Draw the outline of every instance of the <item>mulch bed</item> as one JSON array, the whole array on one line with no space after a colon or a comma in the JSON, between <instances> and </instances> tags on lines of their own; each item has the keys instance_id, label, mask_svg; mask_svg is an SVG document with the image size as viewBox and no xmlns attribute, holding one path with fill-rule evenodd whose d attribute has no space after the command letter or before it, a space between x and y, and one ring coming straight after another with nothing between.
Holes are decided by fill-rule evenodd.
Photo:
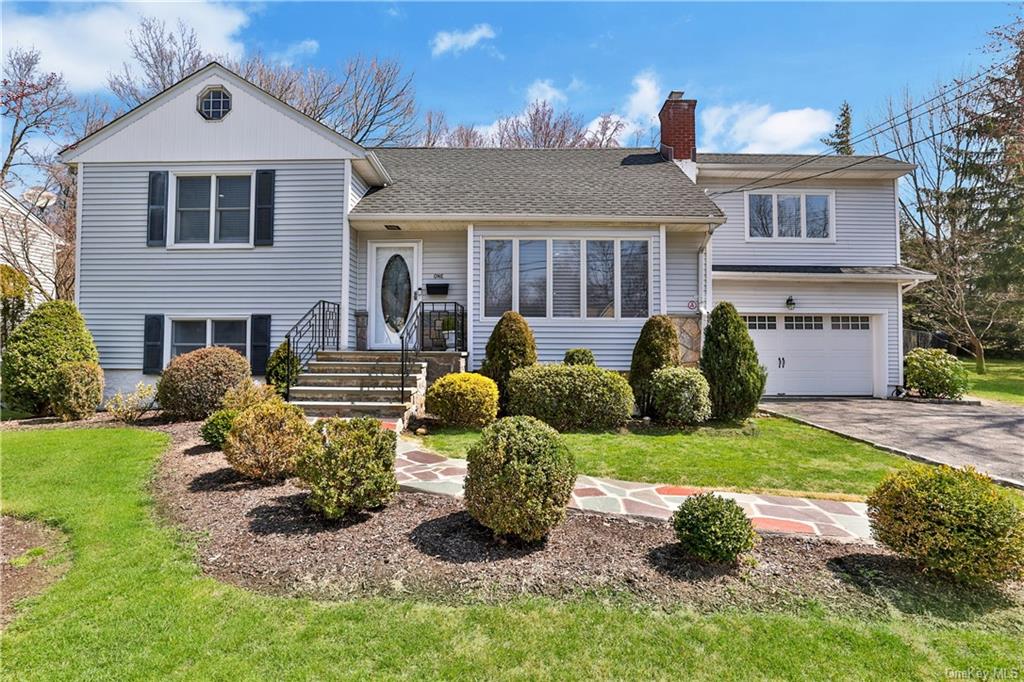
<instances>
[{"instance_id":1,"label":"mulch bed","mask_svg":"<svg viewBox=\"0 0 1024 682\"><path fill-rule=\"evenodd\" d=\"M199 424L158 426L173 444L155 492L161 513L198 534L210 574L272 594L335 599L416 595L444 602L598 595L666 607L777 609L807 600L885 612L924 600L940 611L1021 603L1019 584L963 590L923 577L884 549L766 536L735 567L686 557L667 523L570 510L537 546L502 544L462 502L399 493L387 508L325 522L296 481L244 479L203 444ZM934 599L932 597L934 596Z\"/></svg>"},{"instance_id":2,"label":"mulch bed","mask_svg":"<svg viewBox=\"0 0 1024 682\"><path fill-rule=\"evenodd\" d=\"M68 570L65 536L39 521L0 516L0 628L14 620L14 605L39 594Z\"/></svg>"}]
</instances>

○ ○ ○ ○ ○ ○ ○

## STATED GOAL:
Return every line above verbatim, but leave out the picture.

## WORKED SOLUTION:
Draw the outline of every instance of the <item>mulch bed</item> as one JSON array, the whole array on one line with no space after a colon or a comma in the JSON, between <instances> and </instances> tags on lines of their own; each item has the keys instance_id, label, mask_svg; mask_svg is an SVG document with the image size as viewBox and no xmlns attribute, holding one path with fill-rule evenodd whose d attribute has no space after the command letter or before it, a space between x and y, and one ring coming straight after another with nothing between.
Holes are decided by fill-rule evenodd.
Photo:
<instances>
[{"instance_id":1,"label":"mulch bed","mask_svg":"<svg viewBox=\"0 0 1024 682\"><path fill-rule=\"evenodd\" d=\"M199 424L158 426L173 444L155 492L161 513L198 534L210 574L272 594L335 599L416 595L444 602L598 595L666 607L777 609L807 600L885 612L924 600L940 611L1021 603L1019 584L963 590L923 577L884 549L766 536L735 567L686 557L667 523L570 510L537 546L502 544L462 502L399 493L387 508L325 522L296 481L244 479L203 444ZM934 599L932 597L934 596Z\"/></svg>"},{"instance_id":2,"label":"mulch bed","mask_svg":"<svg viewBox=\"0 0 1024 682\"><path fill-rule=\"evenodd\" d=\"M68 570L65 536L39 521L0 516L0 628L14 620L14 605L39 594Z\"/></svg>"}]
</instances>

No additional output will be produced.